■ GIVEN TEXT ■
Conditional Probability¶

Definition / Introduction¶

Conditional probability measures the likelihood of an event $A$ occurring given that another event $B$ has already occurred or is known to be true.
It allows us to update our probability estimates based on new information or conditions.
It's a fundamental concept in probability theory with wide applications in inference, machine learning (especially Bayesian methods), and decision making.

The conditional probability of event $A$ occurring given that event $B$ has occurred is denoted by $P(A|B)$.
Read as: "The probability of A given B".

If $P(B) > 0$, the conditional probability $P(A|B)$ is defined as: $$ P(A|B) = \frac{P(A \cap B)}{P(B)} $$
Where:
- $P(A|B)$ is the probability of A given B.
- $P(A \cap B)$ (or $P(A \text{ and } B)$) is the probability that both event A and event B occur (their intersection).
- $P(B)$ is the probability of the conditioning event B occurring.

When we know that event $B$ has occurred, we effectively restrict our Sample Space to only those outcomes included in $B$.
The conditional probability $P(A|B)$ is then the proportion of those outcomes in $B$ that also belong to event $A$.
The formula divides the probability of both happening ($P(A \cap B)$) by the probability of the condition happening ($P(B)$) to re-normalize the probability within the new, restricted sample space $B$.

Consider data on 100 patients regarding a disease (D) and a symptom (S):

Symptom (S) No Symptom ($\neg S$) Total

Disease (D) 15 5 20

No Disease ($\neg D$) 10 70 80

Total 25 75 100
Let's find $P(D|S)$: The probability a patient has the disease given they have the symptom.

■ WORK TO BE COMPLETED ■
In the conditional probability text, what condition must hold for P(A|B) to be defined by the formula?

■ INFORMATION SHOWN ■
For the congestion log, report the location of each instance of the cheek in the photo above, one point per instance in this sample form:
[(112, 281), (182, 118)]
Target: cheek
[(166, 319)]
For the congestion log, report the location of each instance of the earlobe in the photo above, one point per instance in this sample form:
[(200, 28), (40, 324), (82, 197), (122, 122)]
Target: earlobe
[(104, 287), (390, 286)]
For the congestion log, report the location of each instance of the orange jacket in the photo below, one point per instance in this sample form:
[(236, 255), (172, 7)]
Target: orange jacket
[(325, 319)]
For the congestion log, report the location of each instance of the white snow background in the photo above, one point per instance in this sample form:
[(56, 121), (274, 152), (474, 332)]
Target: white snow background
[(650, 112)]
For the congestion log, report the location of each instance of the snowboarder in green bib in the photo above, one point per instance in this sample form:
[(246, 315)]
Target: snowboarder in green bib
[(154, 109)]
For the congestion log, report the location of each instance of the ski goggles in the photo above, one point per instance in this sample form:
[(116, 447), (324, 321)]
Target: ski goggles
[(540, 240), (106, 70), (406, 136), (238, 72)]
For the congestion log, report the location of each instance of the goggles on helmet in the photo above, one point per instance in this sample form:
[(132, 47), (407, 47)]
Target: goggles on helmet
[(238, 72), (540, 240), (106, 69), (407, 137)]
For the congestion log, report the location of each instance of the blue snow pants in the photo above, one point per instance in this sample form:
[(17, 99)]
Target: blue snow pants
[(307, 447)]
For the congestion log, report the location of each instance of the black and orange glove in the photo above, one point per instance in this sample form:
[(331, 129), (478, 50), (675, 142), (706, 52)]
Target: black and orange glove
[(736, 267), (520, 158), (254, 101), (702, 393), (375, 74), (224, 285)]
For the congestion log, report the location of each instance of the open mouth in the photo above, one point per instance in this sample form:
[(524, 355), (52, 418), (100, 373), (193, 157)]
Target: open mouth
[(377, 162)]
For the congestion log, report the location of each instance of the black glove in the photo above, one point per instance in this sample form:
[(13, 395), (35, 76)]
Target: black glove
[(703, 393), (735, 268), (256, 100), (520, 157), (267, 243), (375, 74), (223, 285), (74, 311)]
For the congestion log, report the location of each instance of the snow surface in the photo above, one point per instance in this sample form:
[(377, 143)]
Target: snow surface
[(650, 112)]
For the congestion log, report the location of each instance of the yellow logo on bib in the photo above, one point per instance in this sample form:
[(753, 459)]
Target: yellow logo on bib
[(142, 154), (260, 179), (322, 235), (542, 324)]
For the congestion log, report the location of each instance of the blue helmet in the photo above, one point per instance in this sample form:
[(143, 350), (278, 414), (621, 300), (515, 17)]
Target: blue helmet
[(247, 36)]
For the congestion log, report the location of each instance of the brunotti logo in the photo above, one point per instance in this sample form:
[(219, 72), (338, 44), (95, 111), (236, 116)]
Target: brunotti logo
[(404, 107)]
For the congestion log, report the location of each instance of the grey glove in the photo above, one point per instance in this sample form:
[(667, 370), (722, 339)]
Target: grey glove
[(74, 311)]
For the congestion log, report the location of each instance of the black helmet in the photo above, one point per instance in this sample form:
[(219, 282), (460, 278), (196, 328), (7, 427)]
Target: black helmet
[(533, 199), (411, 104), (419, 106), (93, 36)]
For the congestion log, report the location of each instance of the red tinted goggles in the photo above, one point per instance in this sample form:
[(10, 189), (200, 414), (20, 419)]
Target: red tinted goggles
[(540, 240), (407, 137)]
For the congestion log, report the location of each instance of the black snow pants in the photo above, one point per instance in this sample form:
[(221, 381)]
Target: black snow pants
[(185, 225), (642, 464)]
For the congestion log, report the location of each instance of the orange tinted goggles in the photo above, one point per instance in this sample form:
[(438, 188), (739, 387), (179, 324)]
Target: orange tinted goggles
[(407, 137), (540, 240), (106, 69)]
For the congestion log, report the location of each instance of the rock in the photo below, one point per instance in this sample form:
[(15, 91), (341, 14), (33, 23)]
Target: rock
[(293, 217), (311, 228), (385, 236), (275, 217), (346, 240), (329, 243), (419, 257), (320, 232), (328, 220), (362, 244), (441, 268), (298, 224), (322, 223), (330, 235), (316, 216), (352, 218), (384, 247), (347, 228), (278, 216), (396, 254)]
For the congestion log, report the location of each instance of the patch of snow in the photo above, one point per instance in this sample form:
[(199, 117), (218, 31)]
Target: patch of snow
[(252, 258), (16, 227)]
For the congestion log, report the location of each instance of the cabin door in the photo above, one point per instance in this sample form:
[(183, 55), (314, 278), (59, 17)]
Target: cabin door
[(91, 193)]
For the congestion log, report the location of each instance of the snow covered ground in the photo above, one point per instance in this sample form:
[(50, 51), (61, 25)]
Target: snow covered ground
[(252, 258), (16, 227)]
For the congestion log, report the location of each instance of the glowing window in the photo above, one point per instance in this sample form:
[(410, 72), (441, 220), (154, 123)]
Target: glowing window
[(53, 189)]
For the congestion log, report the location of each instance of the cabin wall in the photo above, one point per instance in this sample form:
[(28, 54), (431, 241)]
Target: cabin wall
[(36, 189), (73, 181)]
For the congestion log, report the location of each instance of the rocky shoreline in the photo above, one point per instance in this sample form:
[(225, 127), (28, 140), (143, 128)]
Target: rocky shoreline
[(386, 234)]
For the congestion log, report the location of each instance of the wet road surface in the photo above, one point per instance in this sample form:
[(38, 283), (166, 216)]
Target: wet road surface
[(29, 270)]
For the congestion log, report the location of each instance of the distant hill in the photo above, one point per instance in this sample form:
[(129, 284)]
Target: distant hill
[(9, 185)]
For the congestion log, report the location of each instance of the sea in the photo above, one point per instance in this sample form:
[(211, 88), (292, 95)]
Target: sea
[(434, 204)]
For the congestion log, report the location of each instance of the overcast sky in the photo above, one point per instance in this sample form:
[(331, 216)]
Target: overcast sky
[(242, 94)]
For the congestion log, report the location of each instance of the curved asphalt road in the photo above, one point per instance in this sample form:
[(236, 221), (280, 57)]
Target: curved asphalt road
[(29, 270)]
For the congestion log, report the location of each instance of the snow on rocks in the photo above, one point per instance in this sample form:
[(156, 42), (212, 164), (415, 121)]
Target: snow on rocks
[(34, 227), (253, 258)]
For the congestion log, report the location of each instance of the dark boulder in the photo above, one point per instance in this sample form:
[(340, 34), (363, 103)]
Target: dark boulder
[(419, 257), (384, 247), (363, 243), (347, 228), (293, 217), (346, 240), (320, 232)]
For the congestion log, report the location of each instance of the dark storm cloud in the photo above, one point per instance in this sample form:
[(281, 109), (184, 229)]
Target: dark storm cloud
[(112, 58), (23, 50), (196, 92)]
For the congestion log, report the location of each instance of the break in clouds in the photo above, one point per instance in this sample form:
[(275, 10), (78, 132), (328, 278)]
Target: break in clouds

■ ANSWER ■
P(B) must be greater than 0.